§ Information provided
============================================================

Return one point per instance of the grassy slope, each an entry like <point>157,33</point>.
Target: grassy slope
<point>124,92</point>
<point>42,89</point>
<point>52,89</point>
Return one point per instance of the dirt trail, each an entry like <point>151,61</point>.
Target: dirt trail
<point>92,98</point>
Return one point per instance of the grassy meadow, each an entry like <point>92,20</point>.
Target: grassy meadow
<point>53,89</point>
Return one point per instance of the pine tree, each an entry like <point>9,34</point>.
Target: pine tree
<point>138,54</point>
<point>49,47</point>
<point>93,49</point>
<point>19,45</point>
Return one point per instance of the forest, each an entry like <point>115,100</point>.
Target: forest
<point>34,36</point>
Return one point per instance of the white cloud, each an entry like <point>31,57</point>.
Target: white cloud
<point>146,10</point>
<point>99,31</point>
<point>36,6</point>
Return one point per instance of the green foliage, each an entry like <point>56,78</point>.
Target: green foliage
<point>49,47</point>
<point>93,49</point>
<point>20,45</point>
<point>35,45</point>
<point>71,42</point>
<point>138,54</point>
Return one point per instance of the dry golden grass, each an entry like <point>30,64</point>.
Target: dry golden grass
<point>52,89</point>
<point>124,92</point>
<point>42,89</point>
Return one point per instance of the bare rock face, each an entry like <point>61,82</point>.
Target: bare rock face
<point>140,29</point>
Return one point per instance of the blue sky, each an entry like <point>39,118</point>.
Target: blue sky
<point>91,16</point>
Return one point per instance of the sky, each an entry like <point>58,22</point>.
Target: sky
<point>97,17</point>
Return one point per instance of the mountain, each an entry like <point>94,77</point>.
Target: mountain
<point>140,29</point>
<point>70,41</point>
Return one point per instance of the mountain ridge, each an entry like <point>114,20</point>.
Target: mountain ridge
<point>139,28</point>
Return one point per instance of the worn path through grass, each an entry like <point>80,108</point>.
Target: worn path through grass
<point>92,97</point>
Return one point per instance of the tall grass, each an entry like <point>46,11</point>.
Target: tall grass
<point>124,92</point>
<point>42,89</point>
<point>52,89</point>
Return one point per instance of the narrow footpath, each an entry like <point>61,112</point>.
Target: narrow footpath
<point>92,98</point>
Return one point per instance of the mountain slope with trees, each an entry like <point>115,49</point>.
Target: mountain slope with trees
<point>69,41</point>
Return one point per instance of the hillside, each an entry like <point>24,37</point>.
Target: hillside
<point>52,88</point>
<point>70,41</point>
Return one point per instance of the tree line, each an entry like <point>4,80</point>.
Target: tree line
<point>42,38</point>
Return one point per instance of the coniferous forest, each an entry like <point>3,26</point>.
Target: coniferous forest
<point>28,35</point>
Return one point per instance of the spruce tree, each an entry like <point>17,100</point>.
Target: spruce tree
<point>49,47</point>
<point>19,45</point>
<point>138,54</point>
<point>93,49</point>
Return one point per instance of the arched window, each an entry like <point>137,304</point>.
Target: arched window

============================================================

§ How to complete this task
Would you restate each of the entries word for word?

§ Your response
Return one point per instance of the grassy slope, each an entry like <point>157,33</point>.
Target: grassy slope
<point>124,92</point>
<point>42,89</point>
<point>52,89</point>
Return one point per instance of the dirt trail, each an entry like <point>151,61</point>.
Target: dirt trail
<point>92,98</point>
Return one point per instance of the grassy meadow, each an entry like <point>92,20</point>.
Target: grassy meadow
<point>53,89</point>
Return one point per instance of the pine tree, each an entry like <point>9,34</point>.
Target: pine tree
<point>138,54</point>
<point>49,47</point>
<point>93,49</point>
<point>19,45</point>
Return one point per instance of the forest, each an entry like <point>115,100</point>.
Target: forest
<point>34,36</point>
Return one point per instance of the white cloud, each an entry like <point>31,57</point>.
Target: white cloud
<point>146,10</point>
<point>99,31</point>
<point>36,6</point>
Return one point per instance of the green foliage, each an entry like <point>56,78</point>.
Target: green foliage
<point>49,47</point>
<point>93,49</point>
<point>20,45</point>
<point>35,45</point>
<point>71,42</point>
<point>138,54</point>
Return one point per instance of the dry golden grass, each an entry like <point>30,64</point>.
Target: dry golden grass
<point>52,89</point>
<point>124,92</point>
<point>42,89</point>
Return one point per instance of the bare rock face, each an entry like <point>61,82</point>.
Target: bare rock face
<point>140,29</point>
Return one point per instance of the blue sky, each an entry like <point>39,118</point>.
Target: blue sky
<point>91,16</point>
Return one point per instance of the sky, each an entry like <point>58,22</point>.
Target: sky
<point>97,17</point>
Return one point per instance of the mountain, each an entry like <point>94,77</point>.
Target: mountain
<point>140,29</point>
<point>70,41</point>
Return one point per instance of the mountain ridge, each an entry like <point>114,20</point>.
Target: mountain ridge
<point>139,28</point>
Return one point per instance of the worn path through grass, each an entry like <point>80,108</point>.
Target: worn path through grass
<point>92,97</point>
Return one point per instance of the tall grass, each an entry like <point>46,11</point>.
Target: tall grass
<point>124,92</point>
<point>42,89</point>
<point>52,89</point>
Return one point per instance of the narrow footpath, each an entry like <point>61,112</point>.
Target: narrow footpath
<point>92,98</point>
Return one point per instance of the mountain slope with trees, each an entry like <point>115,49</point>.
Target: mountain slope with trees
<point>69,41</point>
Return one point per instance of the hillside, each an entry like <point>24,37</point>.
Target: hillside
<point>52,88</point>
<point>70,41</point>
Return one point per instance of the tree line, each an entry like <point>4,80</point>.
Target: tree line
<point>42,38</point>
Return one point per instance of the coniferous forest, each an entry like <point>3,26</point>.
Target: coniferous forest
<point>28,35</point>
Return one point per instance of the spruce tree, each an entry like <point>17,100</point>.
Target: spruce tree
<point>49,47</point>
<point>19,45</point>
<point>138,54</point>
<point>93,49</point>
Return one point per instance of the arched window, each an entry like <point>137,304</point>.
Target: arched window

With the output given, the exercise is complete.